**WORK INSTRUCTIONS**
Please give every non-blank line of the material as a Markdown table with the columns "Row" and "Line".

[Records from a data collection]
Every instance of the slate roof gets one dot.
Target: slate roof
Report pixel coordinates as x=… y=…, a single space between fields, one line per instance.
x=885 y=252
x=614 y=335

**COMPLETE OUTPUT**
| Row | Line |
|---|---|
| 1 | Every instance of the slate roof gets one dot. |
| 2 | Target: slate roof |
| 3 | Report pixel coordinates as x=… y=…, a single space between fields, one line per instance. |
| 4 | x=885 y=252 |
| 5 | x=614 y=335 |